■ Exercise: Reproduce the lines of the material that start with the line containing "Segment out the blue water" and run through the line containing "xmin=160 ymin=8 xmax=350 ymax=154", requests included. Shift every bounding-box coordinate in the answers up by 133.

(Lines of data)
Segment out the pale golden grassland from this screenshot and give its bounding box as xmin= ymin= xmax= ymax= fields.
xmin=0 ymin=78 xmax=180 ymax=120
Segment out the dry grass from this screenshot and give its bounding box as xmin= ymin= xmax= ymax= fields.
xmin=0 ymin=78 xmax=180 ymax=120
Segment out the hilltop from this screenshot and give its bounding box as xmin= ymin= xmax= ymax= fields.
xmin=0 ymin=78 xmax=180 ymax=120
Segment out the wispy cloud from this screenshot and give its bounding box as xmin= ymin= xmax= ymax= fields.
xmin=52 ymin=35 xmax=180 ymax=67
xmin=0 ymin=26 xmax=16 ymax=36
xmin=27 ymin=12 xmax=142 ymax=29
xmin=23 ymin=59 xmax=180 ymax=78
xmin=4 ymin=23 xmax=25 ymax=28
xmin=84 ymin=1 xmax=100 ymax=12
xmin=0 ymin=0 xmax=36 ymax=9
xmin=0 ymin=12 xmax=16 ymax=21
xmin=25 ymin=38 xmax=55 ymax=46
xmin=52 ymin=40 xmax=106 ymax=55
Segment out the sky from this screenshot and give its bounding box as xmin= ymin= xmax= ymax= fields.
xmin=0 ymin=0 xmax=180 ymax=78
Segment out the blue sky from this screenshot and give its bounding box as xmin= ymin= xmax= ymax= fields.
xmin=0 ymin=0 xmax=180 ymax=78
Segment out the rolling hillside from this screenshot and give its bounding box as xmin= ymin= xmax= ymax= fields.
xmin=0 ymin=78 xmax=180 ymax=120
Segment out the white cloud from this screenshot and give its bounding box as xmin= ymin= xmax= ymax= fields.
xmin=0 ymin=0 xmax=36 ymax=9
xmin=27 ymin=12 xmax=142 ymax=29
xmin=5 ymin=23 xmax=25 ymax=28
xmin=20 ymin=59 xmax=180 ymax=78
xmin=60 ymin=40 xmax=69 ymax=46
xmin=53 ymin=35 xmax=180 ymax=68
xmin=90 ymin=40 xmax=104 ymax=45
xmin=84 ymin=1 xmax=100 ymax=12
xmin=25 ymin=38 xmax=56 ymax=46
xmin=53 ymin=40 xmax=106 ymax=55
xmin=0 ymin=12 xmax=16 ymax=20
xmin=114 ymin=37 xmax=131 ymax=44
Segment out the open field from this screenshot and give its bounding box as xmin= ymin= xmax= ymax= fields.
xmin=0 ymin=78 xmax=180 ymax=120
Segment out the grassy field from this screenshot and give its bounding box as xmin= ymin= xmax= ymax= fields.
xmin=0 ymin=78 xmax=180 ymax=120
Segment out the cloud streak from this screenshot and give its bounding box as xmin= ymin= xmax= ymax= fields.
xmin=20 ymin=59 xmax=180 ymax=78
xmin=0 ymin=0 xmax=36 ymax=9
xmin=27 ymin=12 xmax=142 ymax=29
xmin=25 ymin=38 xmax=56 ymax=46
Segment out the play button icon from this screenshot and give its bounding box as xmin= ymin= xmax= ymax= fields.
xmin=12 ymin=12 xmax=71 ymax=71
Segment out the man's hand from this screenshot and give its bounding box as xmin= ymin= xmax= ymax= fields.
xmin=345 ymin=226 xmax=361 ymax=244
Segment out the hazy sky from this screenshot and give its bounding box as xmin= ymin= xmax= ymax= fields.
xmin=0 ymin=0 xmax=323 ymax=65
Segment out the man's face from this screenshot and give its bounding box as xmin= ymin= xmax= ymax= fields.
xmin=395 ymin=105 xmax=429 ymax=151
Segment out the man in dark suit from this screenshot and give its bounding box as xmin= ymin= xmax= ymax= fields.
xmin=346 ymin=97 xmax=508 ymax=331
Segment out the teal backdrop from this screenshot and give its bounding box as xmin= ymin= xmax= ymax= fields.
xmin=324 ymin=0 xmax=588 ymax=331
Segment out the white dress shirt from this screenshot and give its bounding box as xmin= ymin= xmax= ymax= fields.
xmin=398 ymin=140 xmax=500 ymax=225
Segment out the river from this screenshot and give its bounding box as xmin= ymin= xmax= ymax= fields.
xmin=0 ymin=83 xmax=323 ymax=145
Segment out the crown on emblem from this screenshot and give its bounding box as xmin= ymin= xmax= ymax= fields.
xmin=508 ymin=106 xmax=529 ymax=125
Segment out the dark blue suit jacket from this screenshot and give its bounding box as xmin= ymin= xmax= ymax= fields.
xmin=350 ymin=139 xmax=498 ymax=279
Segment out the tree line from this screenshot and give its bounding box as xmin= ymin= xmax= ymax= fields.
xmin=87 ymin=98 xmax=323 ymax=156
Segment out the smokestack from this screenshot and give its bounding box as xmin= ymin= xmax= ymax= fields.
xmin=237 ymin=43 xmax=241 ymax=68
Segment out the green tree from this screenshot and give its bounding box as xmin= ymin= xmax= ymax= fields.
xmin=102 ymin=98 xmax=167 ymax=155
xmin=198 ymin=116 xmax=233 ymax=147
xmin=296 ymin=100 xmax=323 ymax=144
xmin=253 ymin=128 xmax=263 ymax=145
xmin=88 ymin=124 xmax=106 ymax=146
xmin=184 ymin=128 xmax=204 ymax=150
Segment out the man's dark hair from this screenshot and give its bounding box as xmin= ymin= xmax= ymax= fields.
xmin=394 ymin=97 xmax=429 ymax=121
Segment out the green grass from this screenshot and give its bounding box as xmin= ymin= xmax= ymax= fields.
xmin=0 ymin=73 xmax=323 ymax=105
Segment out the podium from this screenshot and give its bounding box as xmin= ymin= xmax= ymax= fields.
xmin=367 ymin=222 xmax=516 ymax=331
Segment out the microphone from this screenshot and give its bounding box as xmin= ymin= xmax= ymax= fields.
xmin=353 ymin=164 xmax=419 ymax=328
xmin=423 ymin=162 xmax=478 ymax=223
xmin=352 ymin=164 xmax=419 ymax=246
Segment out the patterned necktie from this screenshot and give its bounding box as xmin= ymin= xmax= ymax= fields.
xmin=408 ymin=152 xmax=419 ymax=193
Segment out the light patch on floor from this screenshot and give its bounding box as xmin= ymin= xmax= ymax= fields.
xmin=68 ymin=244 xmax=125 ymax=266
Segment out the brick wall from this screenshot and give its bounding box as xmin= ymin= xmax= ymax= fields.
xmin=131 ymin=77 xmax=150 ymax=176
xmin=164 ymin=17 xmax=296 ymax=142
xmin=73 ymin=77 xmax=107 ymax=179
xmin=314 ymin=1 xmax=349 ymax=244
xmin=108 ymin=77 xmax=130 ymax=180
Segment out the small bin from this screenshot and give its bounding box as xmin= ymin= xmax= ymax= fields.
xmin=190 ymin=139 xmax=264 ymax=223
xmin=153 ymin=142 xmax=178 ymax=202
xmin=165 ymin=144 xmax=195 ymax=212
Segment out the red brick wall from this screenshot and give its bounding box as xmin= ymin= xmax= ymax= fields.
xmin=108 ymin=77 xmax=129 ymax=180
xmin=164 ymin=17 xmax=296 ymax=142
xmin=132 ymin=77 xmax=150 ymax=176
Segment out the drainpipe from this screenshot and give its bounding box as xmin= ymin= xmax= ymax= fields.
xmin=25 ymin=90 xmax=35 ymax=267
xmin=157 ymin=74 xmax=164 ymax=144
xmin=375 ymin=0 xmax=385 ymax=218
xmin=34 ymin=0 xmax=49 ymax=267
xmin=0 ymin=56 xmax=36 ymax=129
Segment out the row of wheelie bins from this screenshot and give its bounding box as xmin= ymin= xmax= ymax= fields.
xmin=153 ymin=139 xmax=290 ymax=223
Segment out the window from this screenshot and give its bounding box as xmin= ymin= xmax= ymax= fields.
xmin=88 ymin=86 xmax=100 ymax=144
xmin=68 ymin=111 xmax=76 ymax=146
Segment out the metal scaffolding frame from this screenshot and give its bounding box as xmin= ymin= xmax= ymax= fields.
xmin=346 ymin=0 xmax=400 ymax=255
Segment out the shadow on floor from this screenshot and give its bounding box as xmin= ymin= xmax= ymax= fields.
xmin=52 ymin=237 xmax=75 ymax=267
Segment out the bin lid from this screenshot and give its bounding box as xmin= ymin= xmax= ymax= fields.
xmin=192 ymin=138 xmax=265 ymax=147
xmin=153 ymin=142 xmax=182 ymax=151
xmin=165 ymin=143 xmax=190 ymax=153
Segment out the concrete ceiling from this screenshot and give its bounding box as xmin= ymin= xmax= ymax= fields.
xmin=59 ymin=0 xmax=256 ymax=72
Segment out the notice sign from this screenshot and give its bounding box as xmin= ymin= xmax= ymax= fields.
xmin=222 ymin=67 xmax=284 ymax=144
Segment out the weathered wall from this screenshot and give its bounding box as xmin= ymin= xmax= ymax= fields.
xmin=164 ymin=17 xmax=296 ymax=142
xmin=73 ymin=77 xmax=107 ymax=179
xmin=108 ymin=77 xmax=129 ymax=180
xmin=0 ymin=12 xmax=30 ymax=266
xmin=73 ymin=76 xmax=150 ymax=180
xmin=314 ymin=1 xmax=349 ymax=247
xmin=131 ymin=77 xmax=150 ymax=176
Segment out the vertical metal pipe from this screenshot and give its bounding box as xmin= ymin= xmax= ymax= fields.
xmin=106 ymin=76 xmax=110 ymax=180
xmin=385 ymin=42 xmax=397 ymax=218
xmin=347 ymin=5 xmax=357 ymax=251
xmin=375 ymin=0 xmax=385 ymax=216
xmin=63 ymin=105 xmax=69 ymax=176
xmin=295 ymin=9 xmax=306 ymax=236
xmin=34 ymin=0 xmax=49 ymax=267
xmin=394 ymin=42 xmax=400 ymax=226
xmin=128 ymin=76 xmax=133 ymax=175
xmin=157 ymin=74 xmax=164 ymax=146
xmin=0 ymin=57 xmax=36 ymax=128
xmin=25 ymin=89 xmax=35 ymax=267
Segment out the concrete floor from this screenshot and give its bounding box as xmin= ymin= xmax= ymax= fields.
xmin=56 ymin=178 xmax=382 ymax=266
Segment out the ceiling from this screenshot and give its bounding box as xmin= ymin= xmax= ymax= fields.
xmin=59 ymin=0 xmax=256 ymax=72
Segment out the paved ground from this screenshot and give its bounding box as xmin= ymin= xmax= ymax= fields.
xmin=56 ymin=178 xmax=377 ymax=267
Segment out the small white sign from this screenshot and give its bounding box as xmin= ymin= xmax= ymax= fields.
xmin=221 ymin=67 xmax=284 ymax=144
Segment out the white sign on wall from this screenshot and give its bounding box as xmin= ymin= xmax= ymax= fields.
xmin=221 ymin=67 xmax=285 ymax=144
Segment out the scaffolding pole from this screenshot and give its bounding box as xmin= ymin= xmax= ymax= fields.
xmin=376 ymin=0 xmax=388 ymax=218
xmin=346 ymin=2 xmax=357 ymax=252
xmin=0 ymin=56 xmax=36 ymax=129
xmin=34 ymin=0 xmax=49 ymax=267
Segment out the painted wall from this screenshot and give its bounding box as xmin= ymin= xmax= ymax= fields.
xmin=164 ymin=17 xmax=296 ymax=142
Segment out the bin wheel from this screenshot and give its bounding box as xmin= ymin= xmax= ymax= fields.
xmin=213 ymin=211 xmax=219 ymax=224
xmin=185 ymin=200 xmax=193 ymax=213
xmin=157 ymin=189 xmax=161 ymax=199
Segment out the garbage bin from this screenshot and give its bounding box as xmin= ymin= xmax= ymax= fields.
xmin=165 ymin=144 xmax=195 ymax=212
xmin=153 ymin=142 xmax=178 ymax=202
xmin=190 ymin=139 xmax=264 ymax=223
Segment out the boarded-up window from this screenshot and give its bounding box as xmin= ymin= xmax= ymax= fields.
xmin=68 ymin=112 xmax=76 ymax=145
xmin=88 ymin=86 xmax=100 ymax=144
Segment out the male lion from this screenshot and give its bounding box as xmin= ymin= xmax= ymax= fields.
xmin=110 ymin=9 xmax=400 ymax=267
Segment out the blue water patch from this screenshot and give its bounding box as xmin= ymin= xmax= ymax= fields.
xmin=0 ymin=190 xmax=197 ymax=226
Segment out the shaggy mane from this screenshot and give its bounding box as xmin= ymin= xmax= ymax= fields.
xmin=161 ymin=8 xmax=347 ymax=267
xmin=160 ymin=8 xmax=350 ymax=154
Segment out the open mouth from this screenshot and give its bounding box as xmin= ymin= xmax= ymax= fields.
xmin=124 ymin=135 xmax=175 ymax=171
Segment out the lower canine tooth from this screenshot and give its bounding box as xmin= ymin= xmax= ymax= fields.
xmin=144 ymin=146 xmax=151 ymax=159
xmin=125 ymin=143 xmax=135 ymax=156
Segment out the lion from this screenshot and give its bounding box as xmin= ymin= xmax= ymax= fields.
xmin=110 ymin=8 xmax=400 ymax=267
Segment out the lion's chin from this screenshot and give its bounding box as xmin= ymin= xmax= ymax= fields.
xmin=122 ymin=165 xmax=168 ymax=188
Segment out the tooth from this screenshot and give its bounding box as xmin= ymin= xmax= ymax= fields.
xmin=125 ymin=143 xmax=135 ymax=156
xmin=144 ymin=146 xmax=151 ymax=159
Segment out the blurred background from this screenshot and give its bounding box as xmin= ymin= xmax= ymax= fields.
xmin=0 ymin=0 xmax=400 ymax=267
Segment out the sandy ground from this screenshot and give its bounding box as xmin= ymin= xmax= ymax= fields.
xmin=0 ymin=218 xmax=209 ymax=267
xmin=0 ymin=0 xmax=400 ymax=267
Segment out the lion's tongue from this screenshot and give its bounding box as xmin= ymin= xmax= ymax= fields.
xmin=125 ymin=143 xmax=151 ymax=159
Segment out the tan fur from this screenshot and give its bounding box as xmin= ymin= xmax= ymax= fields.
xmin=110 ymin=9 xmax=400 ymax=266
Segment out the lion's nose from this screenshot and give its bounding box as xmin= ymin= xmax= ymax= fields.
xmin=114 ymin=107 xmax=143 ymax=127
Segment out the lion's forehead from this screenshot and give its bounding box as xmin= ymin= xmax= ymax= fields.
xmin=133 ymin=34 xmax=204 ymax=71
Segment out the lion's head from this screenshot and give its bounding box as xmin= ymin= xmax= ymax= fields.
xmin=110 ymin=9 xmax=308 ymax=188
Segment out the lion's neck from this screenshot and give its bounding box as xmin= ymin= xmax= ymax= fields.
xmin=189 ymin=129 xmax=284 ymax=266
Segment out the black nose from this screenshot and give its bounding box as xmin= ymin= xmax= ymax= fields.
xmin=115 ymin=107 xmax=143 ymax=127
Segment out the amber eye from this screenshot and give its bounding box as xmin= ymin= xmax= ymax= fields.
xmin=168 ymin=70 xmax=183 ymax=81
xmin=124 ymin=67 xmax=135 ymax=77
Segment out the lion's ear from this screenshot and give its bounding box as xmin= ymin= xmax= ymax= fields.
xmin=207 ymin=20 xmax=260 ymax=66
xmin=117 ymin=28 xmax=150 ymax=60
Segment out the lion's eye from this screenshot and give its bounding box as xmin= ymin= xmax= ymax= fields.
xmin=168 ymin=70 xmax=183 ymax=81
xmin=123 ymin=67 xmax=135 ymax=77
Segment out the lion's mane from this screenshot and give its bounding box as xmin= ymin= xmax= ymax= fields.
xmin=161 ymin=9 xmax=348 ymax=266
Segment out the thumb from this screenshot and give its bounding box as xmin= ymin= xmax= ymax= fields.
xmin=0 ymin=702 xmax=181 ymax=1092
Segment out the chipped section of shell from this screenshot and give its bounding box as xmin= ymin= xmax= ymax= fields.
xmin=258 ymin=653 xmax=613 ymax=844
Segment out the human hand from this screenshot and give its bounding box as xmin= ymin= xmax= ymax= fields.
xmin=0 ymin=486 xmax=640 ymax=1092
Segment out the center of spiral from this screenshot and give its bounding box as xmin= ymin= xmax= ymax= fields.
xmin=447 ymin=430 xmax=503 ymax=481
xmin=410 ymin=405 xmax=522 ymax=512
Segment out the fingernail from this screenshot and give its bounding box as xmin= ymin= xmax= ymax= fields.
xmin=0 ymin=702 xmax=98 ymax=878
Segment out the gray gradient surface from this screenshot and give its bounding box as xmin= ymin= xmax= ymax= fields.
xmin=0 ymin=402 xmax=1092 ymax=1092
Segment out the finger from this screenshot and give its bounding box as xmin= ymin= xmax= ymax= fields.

■ Exercise solution:
Segment out the blue water patch from this screenshot and give its bounding box as xmin= ymin= xmax= ymax= fields.
xmin=133 ymin=323 xmax=330 ymax=359
Segment out the shaggy mane from this screenshot and give its bounding box as xmin= ymin= xmax= ymax= fields.
xmin=294 ymin=141 xmax=480 ymax=400
xmin=293 ymin=141 xmax=483 ymax=287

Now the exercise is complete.